» Tarea escrita: En el extracto sobre los impuestos de los sacerdotes levitas, ¿en qué consistía el fraude de los censos?

» Extracto del documento:
********
Aquí, en este momento, basándose en el tenebroso asunto de la muerte de los primogénitos egipcios, se inventan el impuesto del “rescate”.
Consiste el famoso timo del rescate, en la obligación que imponen los sacerdotes levitas al resto de sus hermanos hebreos, de cotizar por cada uno de los primogénitos que han sido “respetados” por Yavé-Dios. Todo animal macho que proceda del primer parto de una res, a menos que se abone el precio estipulado por los ungidos, debe ser sacrificado para que sirva de alimento a los levitas y a los sacerdotes. El primer varón de los hijos de los hombres se “rescatará” a buen precio de plata. Los sacerdotes dicen que esto es así para conmemorar el hecho de que Yavé mató a los primogénitos de los egipcios, uno por cada familia ––no se deja de ser primogénito por haber cumplido ochenta años––, pero respetando a los primeros hijos varones de los hebreos. El truco es burdo y grosero, pero muy representativo y revelador del comportamiento de los ungidos.
Esta ley de los primogénitos fue posteriormente sustituida y dio paso a otra “picardía” sacerdotal:
La estafa de los censos.
El especulativo proceso mental que llevó a los sacerdotes levitas a trocar un impuesto por otro, fue muy simple. En uno de los escasos momentos de lucidez se dijeron:
Primogénitos, solamente hay uno por familia, sin embargo, hijos hay bastantes más. Conclusión: estamos perdiendo dinero.
Este nuevo fraude de los censos era muy rudimentario, y el poder de los sacerdotes en el momento de su implantación era tan grande, que no precisó de justificación alguna.
El “sablazo” consistía, en que previo pago de una cantidad, los hebreos tenían la “venturosa” oportunidad de ser contados. Así como suena:
Si quieres que te cuente, prepara la cuenta corriente.
O sea, que se inventaron una lotería de participación obligatoria, pero sin premio.
Esto de ser contado, en mi opinión, debía constituir un auténtico goce y casi un supremo placer para el pueblo. Sobre todo cuando uno de ellos, extasiado por un inmenso deleite, alborotaba y alegraba el campamento gritando:
¡Tengo un capicúa!, ¡tengo un capicúa!
¡Jo tío!, ¡que suerte tienes!
Así ha actuado este tipo de gentuza durante siglos. Pero, ¿quién se lo reprocha? Si hay personas que se deja expoliar, pues bien está, y si se quiere, hasta tiene su gracia. Lo único que yo censuro y rechazo es que se considere a Yavé como autor de las muertes de inocentes y como consentidor de todos estos abusos. Solamente basándose en su muy superior inteligencia, en su sabiduría y experiencia para entender lo más rastrero de los seres humanos, se puede comprender que no dispusiera un tremendo castigo para esos individuos. No sólo atribuyen a su dios la matanza de muchos inocentes, sino que además “pasan la bandeja” por ello. Y para colmo aseguran que el resto de los seres humanos, al estar un poco mermaditos, no gozamos de la capacidad suficiente para comprender ese divino comportamiento.
********
» Datos extraídos:
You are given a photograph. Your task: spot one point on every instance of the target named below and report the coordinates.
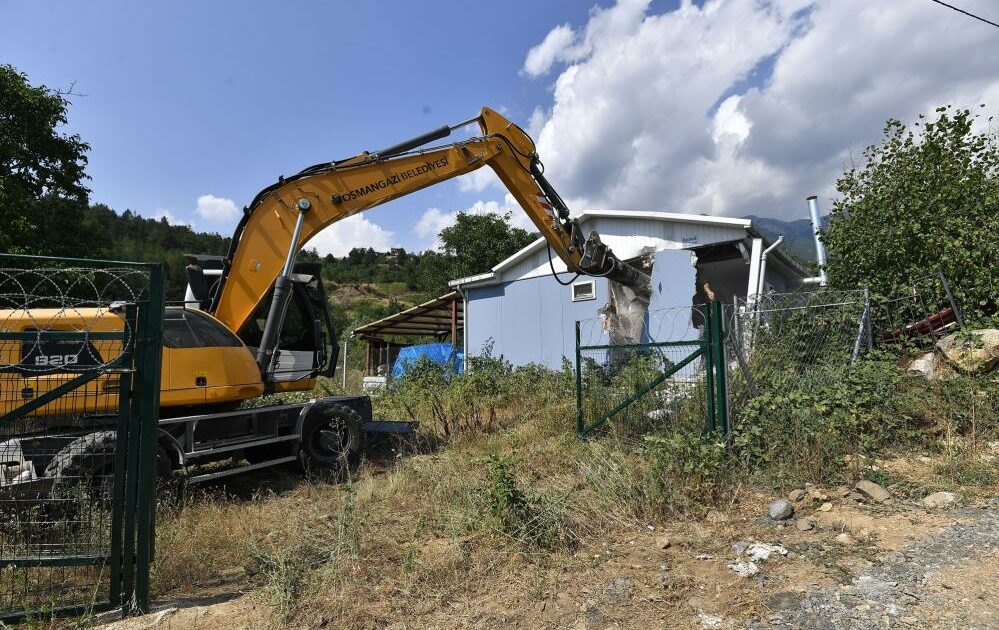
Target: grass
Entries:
(498, 504)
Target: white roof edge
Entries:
(669, 216)
(489, 275)
(537, 244)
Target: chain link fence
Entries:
(657, 382)
(79, 380)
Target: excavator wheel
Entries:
(332, 440)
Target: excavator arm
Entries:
(282, 218)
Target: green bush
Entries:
(687, 471)
(803, 430)
(534, 519)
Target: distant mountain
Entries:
(797, 234)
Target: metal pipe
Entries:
(763, 275)
(820, 248)
(763, 265)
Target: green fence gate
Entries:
(674, 373)
(79, 404)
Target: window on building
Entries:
(586, 290)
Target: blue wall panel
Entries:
(530, 321)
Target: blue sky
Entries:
(725, 107)
(184, 99)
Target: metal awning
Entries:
(439, 317)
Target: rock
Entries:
(844, 539)
(940, 500)
(817, 495)
(745, 569)
(710, 621)
(761, 552)
(781, 510)
(873, 490)
(971, 351)
(618, 588)
(923, 366)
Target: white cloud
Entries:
(354, 231)
(557, 46)
(737, 107)
(163, 213)
(216, 209)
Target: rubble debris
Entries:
(781, 510)
(873, 491)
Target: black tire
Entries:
(332, 440)
(88, 461)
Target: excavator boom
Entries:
(284, 217)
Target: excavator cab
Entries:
(307, 345)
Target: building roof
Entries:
(490, 277)
(428, 319)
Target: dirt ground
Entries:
(862, 564)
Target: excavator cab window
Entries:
(186, 328)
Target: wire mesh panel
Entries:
(79, 377)
(779, 340)
(656, 383)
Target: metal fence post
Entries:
(707, 345)
(718, 350)
(150, 336)
(579, 385)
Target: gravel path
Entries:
(948, 580)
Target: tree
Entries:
(926, 200)
(42, 196)
(475, 244)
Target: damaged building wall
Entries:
(519, 311)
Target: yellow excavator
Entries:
(255, 321)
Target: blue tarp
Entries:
(443, 354)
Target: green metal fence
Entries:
(79, 404)
(673, 375)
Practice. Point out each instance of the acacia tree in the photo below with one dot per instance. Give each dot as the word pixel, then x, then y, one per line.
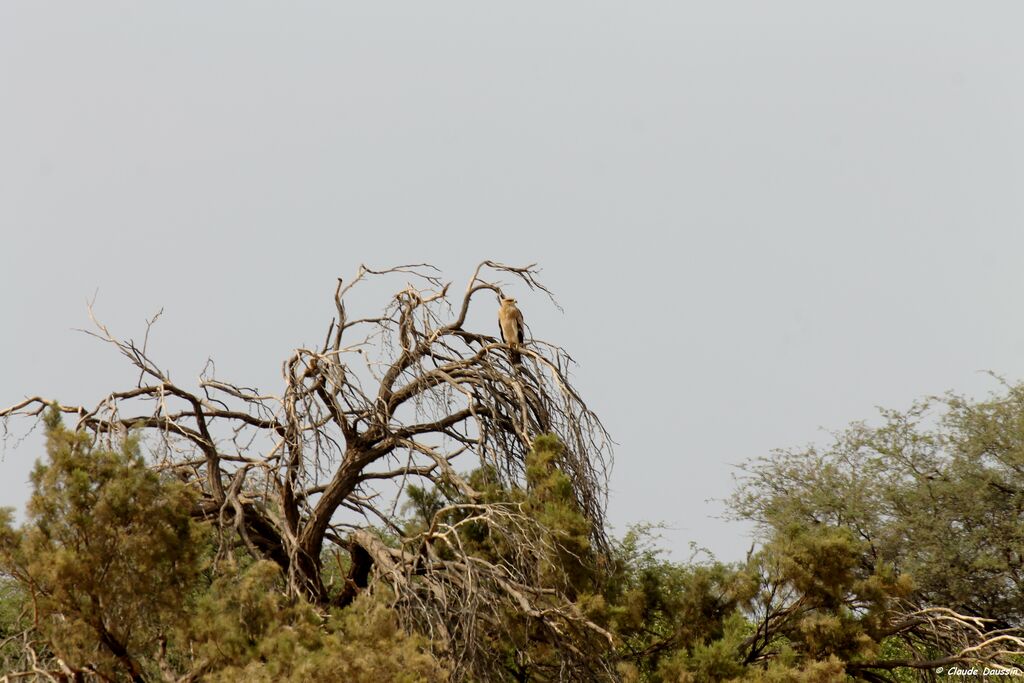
********
» Solución del ejercicio: Los hebreos pagaban una cantidad a cambio de la oportunidad de ser contados.